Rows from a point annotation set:
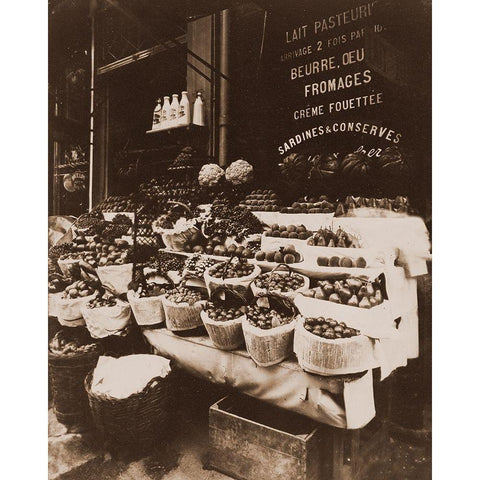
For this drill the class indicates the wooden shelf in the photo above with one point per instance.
(169, 131)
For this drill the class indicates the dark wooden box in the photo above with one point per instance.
(250, 440)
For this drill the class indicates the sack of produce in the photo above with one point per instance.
(146, 303)
(360, 300)
(236, 274)
(222, 317)
(284, 283)
(106, 316)
(182, 306)
(116, 277)
(69, 305)
(71, 355)
(327, 347)
(268, 330)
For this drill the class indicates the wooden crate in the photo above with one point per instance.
(250, 440)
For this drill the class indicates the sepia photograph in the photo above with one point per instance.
(239, 240)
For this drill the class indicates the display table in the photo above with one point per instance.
(343, 401)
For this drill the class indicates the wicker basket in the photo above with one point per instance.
(67, 374)
(224, 335)
(182, 316)
(268, 347)
(137, 421)
(146, 310)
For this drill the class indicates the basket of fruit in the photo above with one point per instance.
(223, 319)
(268, 329)
(106, 315)
(284, 283)
(177, 228)
(341, 249)
(70, 357)
(236, 274)
(327, 347)
(116, 271)
(56, 285)
(69, 305)
(182, 306)
(361, 300)
(146, 302)
(281, 235)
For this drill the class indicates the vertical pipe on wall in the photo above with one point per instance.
(92, 101)
(223, 113)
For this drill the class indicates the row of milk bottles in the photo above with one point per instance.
(177, 113)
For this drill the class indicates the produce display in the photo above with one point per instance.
(222, 313)
(210, 175)
(261, 201)
(286, 255)
(62, 344)
(279, 282)
(329, 328)
(183, 294)
(399, 204)
(81, 288)
(197, 264)
(266, 318)
(319, 204)
(346, 262)
(151, 289)
(102, 301)
(57, 282)
(237, 268)
(326, 237)
(118, 203)
(351, 291)
(288, 231)
(167, 261)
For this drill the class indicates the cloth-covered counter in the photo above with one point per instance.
(408, 235)
(343, 402)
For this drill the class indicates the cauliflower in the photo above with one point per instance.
(239, 172)
(210, 174)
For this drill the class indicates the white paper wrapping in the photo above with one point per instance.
(147, 310)
(106, 321)
(69, 310)
(125, 376)
(116, 277)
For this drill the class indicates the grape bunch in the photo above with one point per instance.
(197, 264)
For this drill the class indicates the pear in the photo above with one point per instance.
(328, 289)
(353, 301)
(345, 294)
(320, 294)
(321, 241)
(378, 296)
(335, 298)
(363, 292)
(354, 284)
(337, 286)
(365, 303)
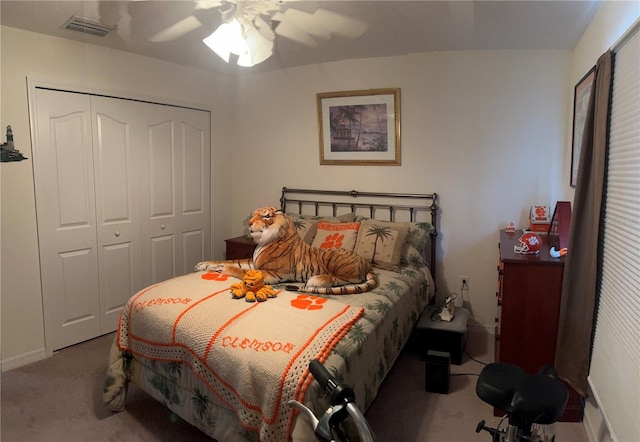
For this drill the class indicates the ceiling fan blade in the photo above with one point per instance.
(289, 30)
(302, 26)
(176, 30)
(208, 4)
(339, 23)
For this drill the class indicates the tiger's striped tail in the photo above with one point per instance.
(351, 289)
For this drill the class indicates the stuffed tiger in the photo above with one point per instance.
(283, 256)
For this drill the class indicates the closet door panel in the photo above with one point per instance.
(64, 184)
(176, 231)
(116, 144)
(195, 215)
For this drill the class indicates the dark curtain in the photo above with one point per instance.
(577, 320)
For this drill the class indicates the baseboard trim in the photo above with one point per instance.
(474, 327)
(23, 359)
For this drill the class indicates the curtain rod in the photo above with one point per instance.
(626, 36)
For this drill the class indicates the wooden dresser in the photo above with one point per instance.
(239, 248)
(529, 292)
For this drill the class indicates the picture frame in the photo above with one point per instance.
(581, 95)
(359, 127)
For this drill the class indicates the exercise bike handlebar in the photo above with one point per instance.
(341, 400)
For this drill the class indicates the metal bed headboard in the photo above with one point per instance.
(411, 203)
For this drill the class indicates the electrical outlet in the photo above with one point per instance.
(464, 284)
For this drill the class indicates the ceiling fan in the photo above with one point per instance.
(259, 22)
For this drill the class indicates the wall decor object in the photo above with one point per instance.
(8, 151)
(359, 127)
(581, 95)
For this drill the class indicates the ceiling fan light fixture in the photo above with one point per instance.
(244, 40)
(227, 39)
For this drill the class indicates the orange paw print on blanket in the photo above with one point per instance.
(308, 302)
(215, 276)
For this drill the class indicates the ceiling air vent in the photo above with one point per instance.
(87, 26)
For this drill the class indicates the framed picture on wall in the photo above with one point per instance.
(581, 95)
(359, 127)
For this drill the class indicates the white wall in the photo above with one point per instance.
(26, 55)
(484, 129)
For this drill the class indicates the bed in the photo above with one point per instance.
(227, 367)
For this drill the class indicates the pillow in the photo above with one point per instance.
(340, 235)
(384, 239)
(307, 224)
(418, 236)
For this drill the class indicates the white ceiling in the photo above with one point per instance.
(393, 28)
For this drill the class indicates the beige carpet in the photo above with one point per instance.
(60, 399)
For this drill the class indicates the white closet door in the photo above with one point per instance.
(176, 192)
(65, 197)
(117, 153)
(123, 201)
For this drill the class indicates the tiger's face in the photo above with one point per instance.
(267, 225)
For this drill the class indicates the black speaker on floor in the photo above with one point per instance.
(437, 371)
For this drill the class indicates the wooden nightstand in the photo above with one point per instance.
(240, 247)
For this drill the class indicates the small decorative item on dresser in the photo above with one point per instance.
(539, 218)
(240, 247)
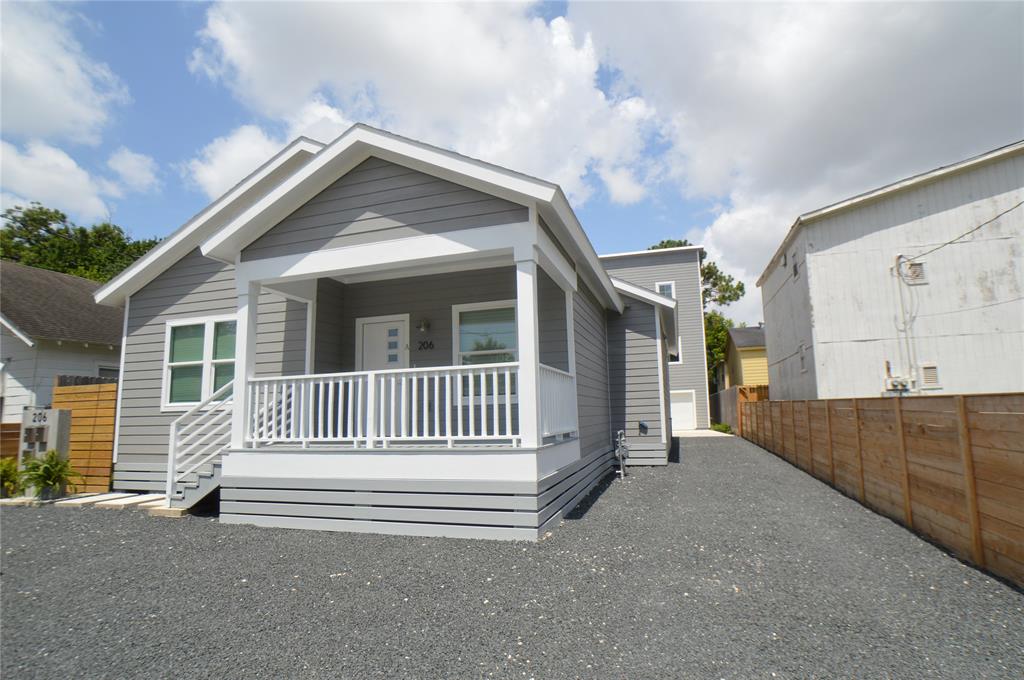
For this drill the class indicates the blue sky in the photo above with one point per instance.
(717, 123)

• [What you have to do]:
Rewrite every row with "drill" swapped for "exercise" and everything else left unchanged. Omit the pictures from your answer.

• [Reply]:
For this exercise the class indicates the wooden shelf in the photo above with one point per instance.
(169, 131)
For this exercise the class indicates the dark wooden box in the photo above with one point per instance.
(250, 440)
For this exercise the class indicates the sack of produce in the photo above with one point per instance.
(146, 303)
(360, 300)
(236, 274)
(222, 317)
(284, 283)
(106, 316)
(182, 306)
(116, 277)
(69, 305)
(71, 355)
(327, 347)
(268, 330)
For this exercise the class indicates the wooden crate in the photo above with one point per instance.
(250, 440)
For this exercise the class indicates the sepia photograph in the photo above with one point per instance.
(239, 240)
For this exercise the class indicates the display table in the photo above with one point per instance.
(343, 401)
For this exercise the class indicates the wicker basket in the photo above with one point per instance.
(67, 374)
(224, 335)
(182, 316)
(268, 347)
(137, 421)
(146, 310)
For this exercise the class indicates the basket of fruit in the photo above with one point per instance.
(223, 319)
(268, 329)
(106, 315)
(284, 283)
(177, 228)
(341, 249)
(70, 357)
(236, 274)
(327, 347)
(116, 271)
(56, 285)
(69, 305)
(182, 306)
(361, 300)
(146, 302)
(281, 235)
For this exercise the class indicates the vertical pipe on wall in the photo above with one point per instance.
(92, 101)
(223, 113)
For this exercise the class indicates the row of milk bottles in the photo above with one point per instance.
(177, 113)
For this exercise the class indicates the produce display in the photo above with one point per instance.
(222, 313)
(210, 175)
(261, 201)
(286, 255)
(62, 344)
(279, 282)
(329, 328)
(183, 294)
(399, 204)
(81, 288)
(197, 264)
(266, 318)
(319, 204)
(346, 262)
(151, 289)
(102, 301)
(57, 282)
(237, 268)
(326, 237)
(118, 203)
(351, 291)
(288, 231)
(167, 261)
For this exercise the class indicates the cloth-covered counter in the photo above with one point per instance.
(408, 235)
(343, 402)
For this exercise the class indicates the cauliflower in the photo above with one point per instance.
(239, 172)
(210, 174)
For this exercise the class indicates the white paper wrapping in the photo above with one point per instance.
(147, 310)
(106, 321)
(69, 310)
(125, 376)
(116, 277)
For this exercise the class indicates the grape bunch in the photo above with one point per instance.
(197, 264)
For this exercise the class indicates the pear in the photo above with one point per instance.
(328, 289)
(353, 301)
(345, 294)
(320, 294)
(321, 241)
(378, 296)
(335, 298)
(363, 292)
(354, 284)
(337, 286)
(365, 303)
For this exercise the class indicates the ceiling fan blade in the photo above with one point per instance.
(289, 30)
(302, 26)
(176, 30)
(208, 4)
(339, 23)
For this exercise the class indicates the tiger's striped tail in the photo above with one point per instance.
(351, 289)
For this exercise the class indicates the stuffed tiger in the photo above with one point per instance.
(283, 256)
For this exercise the class indicates the closet door panel in the photo above with one point per instance.
(64, 184)
(176, 231)
(116, 144)
(195, 215)
For this exercise the class indicates the dark curtain in the photo above with one point per instance.
(577, 320)
For this exercise the class indicates the baseboard trim in the photo above with one point per instance.
(474, 327)
(23, 359)
For this exercise the class indicates the curtain rod in the photo above with one point per instance.
(626, 36)
For this exercise the class indicates the wooden dresser in the photo above with one point per instance.
(239, 248)
(529, 292)
For this exercise the class indicates the picture frame in the photo above with one point per instance.
(581, 95)
(359, 127)
For this exercise the class indicates the exercise bike handlebar in the photo above with one point per instance.
(341, 400)
For this exercise the class indicates the metal bed headboard in the photo above with one point per instance.
(411, 203)
For this exercise the class indicates the electrical outlet in the photo above with one point per instance.
(464, 284)
For this exercise the class indicates the ceiling fan in the photo above with one point per instance.
(259, 22)
For this exercise the class indicates the wall decor object in the photo above with one point per instance.
(8, 151)
(359, 127)
(581, 95)
For this exercise the class indicates the ceiling fan light fixture in the photo above with one point per instance.
(244, 40)
(227, 39)
For this exercise the class indicates the orange paw print on blanket in the photo above with one point per instance.
(308, 302)
(215, 276)
For this exercise the class indicates the ceiling air vent in the photo above with one point per instance.
(87, 26)
For this exercise the class indicates the framed picture on wall in the photo above with one point per instance.
(581, 95)
(359, 127)
For this exercise the class indicates the white wall in the photo above with one point per instance.
(26, 55)
(484, 129)
For this exercise the class indicates the bed in the photo above with one point per instance.
(227, 367)
For this exercise the class indicates the pillow in the photo above with one point per instance.
(340, 235)
(384, 239)
(307, 224)
(418, 236)
For this exercise the class indicates the white ceiling in the photo above with one point per instance.
(393, 28)
For this exercise the class indicates the beige carpet in the photo above with one point per instance.
(60, 399)
For this exercise the class indicates the white closet door in the photo above with one point per instance.
(176, 192)
(65, 197)
(117, 153)
(123, 201)
For this exercise the class indicates the tiger's face in the photo above with one point per instance.
(267, 225)
For this exercise the class indicates the black speaker on floor in the photo above with one point per instance.
(437, 371)
For this exercise the class indicates the wooden nightstand in the photo above with one point per instance.
(240, 247)
For this exercise the class indicates the small decorative item on dresser in the photo above with one point per instance.
(539, 218)
(240, 247)
For this exercise the class indicates the blue sky in the photo above with one point per instance.
(717, 123)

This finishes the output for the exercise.